§ **YOUR ASSIGNMENT**
Examine each line of the data, and copy the ones containing "speckled".
(DATA TO PROCESS begins)
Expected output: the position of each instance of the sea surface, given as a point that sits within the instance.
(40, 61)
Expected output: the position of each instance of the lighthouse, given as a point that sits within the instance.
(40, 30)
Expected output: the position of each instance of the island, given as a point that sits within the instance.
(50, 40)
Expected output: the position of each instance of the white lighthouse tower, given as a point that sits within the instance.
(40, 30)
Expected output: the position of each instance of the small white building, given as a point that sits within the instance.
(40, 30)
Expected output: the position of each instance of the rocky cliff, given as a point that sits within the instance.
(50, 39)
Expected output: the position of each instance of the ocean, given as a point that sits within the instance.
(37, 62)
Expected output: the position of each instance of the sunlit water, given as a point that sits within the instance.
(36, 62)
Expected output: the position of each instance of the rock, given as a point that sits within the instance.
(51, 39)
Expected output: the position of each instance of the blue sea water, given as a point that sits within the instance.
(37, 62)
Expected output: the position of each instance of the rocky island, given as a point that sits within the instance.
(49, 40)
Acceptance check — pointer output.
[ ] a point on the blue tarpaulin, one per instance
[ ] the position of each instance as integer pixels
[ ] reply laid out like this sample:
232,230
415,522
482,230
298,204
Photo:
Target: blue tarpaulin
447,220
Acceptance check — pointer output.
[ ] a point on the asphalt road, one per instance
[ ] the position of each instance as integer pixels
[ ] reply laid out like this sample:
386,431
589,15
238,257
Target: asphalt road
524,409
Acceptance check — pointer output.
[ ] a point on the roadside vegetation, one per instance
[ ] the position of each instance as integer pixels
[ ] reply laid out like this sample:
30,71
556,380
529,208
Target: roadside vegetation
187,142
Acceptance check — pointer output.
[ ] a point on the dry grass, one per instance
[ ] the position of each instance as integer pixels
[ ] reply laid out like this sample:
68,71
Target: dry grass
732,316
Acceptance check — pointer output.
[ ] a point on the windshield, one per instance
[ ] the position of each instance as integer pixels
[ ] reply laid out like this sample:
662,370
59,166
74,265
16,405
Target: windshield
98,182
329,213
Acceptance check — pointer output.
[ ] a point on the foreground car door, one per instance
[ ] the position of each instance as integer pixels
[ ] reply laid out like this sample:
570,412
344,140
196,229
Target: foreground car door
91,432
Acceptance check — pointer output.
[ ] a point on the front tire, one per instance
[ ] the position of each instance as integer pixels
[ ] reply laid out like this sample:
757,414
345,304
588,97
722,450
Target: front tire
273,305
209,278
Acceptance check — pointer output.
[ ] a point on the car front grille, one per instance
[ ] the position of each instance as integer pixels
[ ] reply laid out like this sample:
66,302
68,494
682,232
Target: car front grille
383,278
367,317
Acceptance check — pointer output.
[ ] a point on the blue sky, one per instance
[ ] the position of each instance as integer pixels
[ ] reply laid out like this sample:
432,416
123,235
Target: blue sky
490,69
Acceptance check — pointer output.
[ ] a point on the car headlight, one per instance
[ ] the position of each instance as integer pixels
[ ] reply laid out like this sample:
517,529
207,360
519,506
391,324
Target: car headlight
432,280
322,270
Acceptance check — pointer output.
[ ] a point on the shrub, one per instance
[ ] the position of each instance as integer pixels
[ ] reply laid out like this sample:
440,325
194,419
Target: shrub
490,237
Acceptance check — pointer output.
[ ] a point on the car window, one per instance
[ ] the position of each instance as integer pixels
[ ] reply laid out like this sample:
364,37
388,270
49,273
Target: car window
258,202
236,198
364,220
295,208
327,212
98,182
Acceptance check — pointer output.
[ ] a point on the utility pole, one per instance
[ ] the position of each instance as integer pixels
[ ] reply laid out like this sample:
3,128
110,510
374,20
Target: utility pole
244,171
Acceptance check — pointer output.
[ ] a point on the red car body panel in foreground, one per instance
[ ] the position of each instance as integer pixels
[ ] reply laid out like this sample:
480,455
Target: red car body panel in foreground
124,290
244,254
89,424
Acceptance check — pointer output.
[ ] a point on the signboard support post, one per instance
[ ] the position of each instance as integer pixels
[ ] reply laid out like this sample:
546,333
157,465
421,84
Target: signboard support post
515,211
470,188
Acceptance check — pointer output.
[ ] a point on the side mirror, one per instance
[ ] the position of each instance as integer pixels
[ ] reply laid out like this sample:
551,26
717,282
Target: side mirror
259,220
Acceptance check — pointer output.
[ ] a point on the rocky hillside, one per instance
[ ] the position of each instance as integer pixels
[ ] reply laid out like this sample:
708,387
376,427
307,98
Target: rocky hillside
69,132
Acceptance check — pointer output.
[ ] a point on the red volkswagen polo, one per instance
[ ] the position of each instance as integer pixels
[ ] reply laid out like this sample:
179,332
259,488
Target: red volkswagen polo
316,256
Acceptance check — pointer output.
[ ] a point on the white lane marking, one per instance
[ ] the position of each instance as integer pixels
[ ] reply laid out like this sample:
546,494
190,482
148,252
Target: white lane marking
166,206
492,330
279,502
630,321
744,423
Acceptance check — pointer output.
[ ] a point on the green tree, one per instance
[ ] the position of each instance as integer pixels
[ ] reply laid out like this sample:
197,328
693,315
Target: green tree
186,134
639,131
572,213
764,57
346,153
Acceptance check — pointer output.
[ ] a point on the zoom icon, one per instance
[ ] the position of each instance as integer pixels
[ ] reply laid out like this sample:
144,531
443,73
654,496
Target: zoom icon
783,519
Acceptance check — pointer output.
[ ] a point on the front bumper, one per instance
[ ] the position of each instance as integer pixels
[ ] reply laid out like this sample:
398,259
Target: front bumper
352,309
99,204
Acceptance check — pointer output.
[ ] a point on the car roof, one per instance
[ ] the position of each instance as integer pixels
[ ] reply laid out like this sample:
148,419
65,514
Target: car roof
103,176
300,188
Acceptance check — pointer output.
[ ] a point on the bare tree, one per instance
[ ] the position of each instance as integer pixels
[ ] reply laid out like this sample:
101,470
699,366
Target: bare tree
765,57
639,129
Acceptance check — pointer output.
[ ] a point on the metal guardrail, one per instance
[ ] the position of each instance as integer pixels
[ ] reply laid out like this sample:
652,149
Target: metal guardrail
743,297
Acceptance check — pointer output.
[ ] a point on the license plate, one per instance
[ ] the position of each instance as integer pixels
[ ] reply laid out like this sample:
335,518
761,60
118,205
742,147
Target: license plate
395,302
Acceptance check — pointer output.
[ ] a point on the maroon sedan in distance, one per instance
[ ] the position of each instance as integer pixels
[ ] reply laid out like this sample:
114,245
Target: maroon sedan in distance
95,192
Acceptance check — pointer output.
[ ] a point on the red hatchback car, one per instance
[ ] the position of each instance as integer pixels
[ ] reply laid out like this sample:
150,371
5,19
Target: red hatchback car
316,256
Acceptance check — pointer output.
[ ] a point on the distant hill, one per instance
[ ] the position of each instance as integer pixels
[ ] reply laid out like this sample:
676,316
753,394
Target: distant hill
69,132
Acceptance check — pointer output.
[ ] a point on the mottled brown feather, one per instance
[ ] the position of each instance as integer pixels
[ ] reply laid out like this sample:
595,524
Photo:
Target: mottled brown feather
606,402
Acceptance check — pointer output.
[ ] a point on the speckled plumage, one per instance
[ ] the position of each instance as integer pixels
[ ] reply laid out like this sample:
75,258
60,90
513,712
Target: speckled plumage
(DATA TO PROCESS ends)
§ **SOLUTION FOR THIS PROBLEM**
[ ] a point on the speckled plumage, one per instance
Target: speckled plumage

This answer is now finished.